__CHALLENGE__:
Write out each of the records below line by line, with no changes to any wording, number, or punctuation.

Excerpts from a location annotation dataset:

◆ ◆ ◆ ◆ ◆ ◆ ◆

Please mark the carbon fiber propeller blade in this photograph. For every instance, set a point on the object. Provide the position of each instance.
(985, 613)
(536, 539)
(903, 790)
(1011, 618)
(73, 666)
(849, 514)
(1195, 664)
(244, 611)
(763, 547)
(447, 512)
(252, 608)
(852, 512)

◆ ◆ ◆ ◆ ◆ ◆ ◆

__FINAL RESULT__:
Please mark the carbon fiber propeller blade in this photograph. For every instance, set a point on the object. Provide the position of each instance.
(985, 613)
(536, 539)
(903, 790)
(1011, 618)
(73, 666)
(849, 514)
(1195, 664)
(244, 611)
(763, 547)
(447, 512)
(252, 608)
(852, 512)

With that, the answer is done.